Text segment:
• • •

6 Mistakes Too Many People Make With Their Leftovers

late night refrigerator
Cole Saladino/Thrillist
Cole Saladino/Thrillist

For too many of us, leftovers are those things breeding colonies of previously undiscovered microbe civilizations in the backs of our refrigerators. At the other end of the spectrum, Sunday brunch buffets at the restaurant you like are built out of leftovers from the previous week.

In the middle is the average person's fridge: a hodgepodge of packed lunches, midnight snacks, good intentions, and rancid mysteries that occupy more of our life than we’d like. But it doesn't have to be that way. At all.

We talked with experts on the topic, consulted exalted tomes, and applied advice we’ve received over decades to line up how you can (probably) juice up your leftovers mojo. Here's what everyone does wrong with leftovers… and, more importantly, what you should do to maximize their potential.

• • •

Exercise data:
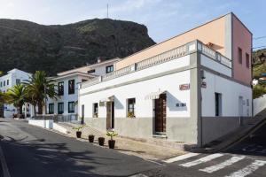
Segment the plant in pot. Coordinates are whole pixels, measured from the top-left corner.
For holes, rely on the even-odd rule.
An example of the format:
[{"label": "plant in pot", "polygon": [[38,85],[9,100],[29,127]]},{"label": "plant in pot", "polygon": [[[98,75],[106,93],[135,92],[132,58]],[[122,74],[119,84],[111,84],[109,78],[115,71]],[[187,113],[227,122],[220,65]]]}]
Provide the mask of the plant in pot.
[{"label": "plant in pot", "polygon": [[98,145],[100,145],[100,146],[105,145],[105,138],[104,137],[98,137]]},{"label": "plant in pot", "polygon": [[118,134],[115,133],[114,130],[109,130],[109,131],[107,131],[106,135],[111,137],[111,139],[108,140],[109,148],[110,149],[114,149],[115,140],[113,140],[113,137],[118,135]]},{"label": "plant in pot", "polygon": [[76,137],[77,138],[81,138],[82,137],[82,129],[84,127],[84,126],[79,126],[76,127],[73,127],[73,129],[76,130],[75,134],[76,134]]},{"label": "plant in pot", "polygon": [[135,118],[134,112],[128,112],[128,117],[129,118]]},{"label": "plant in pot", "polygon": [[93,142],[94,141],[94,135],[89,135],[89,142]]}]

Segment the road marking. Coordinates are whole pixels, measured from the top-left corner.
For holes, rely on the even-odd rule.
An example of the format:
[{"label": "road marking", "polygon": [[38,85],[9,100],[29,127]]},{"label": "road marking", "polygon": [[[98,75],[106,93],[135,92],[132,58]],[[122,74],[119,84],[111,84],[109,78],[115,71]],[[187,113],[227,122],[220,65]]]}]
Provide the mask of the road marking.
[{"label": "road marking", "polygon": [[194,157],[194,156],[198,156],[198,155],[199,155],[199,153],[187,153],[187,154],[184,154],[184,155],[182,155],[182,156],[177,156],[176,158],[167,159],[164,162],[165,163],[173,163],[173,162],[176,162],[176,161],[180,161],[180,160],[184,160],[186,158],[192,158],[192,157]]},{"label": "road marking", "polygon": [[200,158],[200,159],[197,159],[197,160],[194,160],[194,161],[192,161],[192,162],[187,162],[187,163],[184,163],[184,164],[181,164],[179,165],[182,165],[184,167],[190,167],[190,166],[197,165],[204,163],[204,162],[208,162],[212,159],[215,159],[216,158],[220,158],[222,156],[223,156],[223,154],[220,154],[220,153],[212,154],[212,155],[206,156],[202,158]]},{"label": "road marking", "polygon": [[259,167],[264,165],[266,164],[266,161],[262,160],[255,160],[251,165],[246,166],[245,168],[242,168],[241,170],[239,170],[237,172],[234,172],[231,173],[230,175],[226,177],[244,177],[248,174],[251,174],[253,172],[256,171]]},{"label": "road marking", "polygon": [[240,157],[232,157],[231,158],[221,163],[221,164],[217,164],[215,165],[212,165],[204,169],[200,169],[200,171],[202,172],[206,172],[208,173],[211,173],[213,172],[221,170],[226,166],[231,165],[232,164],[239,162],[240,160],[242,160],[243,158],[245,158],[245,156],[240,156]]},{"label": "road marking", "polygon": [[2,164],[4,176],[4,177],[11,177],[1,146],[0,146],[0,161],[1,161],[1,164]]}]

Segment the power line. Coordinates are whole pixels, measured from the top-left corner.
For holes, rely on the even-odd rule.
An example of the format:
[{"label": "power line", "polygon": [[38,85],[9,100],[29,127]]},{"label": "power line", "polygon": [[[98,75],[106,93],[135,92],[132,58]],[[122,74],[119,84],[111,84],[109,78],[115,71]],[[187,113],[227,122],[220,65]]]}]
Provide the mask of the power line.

• • •

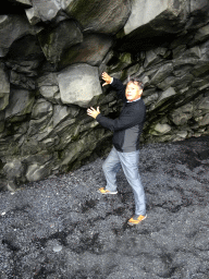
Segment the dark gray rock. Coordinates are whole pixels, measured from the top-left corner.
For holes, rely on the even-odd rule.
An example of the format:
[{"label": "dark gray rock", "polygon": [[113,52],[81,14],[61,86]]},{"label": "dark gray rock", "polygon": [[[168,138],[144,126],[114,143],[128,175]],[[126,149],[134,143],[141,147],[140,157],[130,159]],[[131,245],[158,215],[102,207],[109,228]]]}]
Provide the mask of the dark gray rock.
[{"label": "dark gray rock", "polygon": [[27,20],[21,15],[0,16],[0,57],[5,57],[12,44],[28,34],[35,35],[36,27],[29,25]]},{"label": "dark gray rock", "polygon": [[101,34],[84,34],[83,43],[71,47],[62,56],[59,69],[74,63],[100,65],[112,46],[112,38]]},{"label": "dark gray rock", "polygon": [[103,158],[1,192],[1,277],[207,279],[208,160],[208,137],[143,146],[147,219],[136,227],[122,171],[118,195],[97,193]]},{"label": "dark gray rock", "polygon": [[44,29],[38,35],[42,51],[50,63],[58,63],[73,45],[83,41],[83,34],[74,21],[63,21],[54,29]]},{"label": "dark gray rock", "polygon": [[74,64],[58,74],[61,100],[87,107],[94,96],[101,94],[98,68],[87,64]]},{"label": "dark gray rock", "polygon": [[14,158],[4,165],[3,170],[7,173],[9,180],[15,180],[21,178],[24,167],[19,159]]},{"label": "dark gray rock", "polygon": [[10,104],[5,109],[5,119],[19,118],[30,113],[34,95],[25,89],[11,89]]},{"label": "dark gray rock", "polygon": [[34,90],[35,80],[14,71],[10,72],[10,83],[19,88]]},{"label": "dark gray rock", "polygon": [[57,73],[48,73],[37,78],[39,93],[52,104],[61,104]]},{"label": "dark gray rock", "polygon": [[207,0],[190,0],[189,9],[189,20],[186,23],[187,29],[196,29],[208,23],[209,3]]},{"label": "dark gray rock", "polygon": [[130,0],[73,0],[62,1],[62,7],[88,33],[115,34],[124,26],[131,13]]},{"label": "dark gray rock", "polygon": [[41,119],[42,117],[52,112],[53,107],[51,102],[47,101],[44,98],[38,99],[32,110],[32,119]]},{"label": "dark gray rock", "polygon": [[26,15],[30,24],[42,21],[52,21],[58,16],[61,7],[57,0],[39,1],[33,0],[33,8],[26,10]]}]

• • •

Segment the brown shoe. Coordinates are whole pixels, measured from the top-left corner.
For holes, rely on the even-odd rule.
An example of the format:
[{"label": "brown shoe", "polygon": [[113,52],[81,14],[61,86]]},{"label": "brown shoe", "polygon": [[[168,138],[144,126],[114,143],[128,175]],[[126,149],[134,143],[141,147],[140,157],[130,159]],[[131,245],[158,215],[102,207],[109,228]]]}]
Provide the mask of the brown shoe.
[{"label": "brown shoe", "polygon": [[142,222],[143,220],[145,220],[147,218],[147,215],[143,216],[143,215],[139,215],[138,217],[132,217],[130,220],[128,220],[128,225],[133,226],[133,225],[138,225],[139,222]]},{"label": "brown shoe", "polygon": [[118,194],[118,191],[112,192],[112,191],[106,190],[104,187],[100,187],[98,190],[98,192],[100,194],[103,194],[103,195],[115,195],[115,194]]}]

• • •

Questions to answer:
• a. Answer these from the leftovers article, one line each:
(i) What are the Sunday brunch buffets at the restaurant you like built out of?
(ii) What four things make up the hodgepodge in the average person's fridge?
(iii) Who did the writers talk with?
• b. For each statement, say yes or no according to the leftovers article, and quote the words that decide it:
(i) The state of the average person's fridge cannot be changed.
(ii) Sunday brunch buffets at the restaurant you like draw on leftovers from the previous week.
(iii) The writers relied only on interviews with experts.
• c. Carry on the leftovers article from its last sentence, starting with the first of the mistakes people make with leftovers.
The material after the leftovers article is separate from the article itself.

Solved tasks:
• a.
(i) Leftovers from the previous week.
(ii) Packed lunches, midnight snacks, good intentions, and rancid mysteries.
(iii) Experts on the topic.

• b.
(i) No: "But it doesn't have to be that way."
(ii) Yes: "Sunday brunch buffets at the restaurant you like are built out of leftovers from the previous week."
(iii) No: "We talked with experts on the topic, consulted exalted tomes, and applied advice we’ve received over decades"

• c.
You're being way too lazy when reheating them

We see you, standing there with your leftovers in the microwave waiting for the beep. It’s how most of us cook our leftovers, and most of us are very, very wrong. Yes, reheating food in the microwave works. But it can also completely destroy texture, flavor, and joy.

Dave Heide knows a couple of things about leftovers. He owns three restaurants -- Liliana’sCharlie’s, and a pay-what-you-can joint called Little John's -- in Madison, Wisconsin (as of now, the three restaurants' dining rooms are closing at 5 pm in light of COVID-19). Little John’s is a nonprofit restaurant that uses leftovers and reduced food waste to make its business model possible. Point is, this guy knows how to make his leftovers taste fresh. Take, for example, pizza.

“Microwaved pizza comes out soggy and gross, but if you warm it in the oven, it’s crispy again. Sometimes it’s even better than the night before,” Heide advises. Others recommend reheating it on a skillet to restore life to the fading crust.

Either way, how you cook it makes a huge difference.

But it's not just pizza. A little love and creativity goes a long way in reheating -- and sometimes transforming -- leftovers. To show the power of proper leftover cooking, Daniel Gritzer, the culinary director at Serious Eats, describes risotto al salto, which is where you smash up leftover risotto and grill it on a skillet. The result is a delicious, crispy, golden-brown pancake of goodness.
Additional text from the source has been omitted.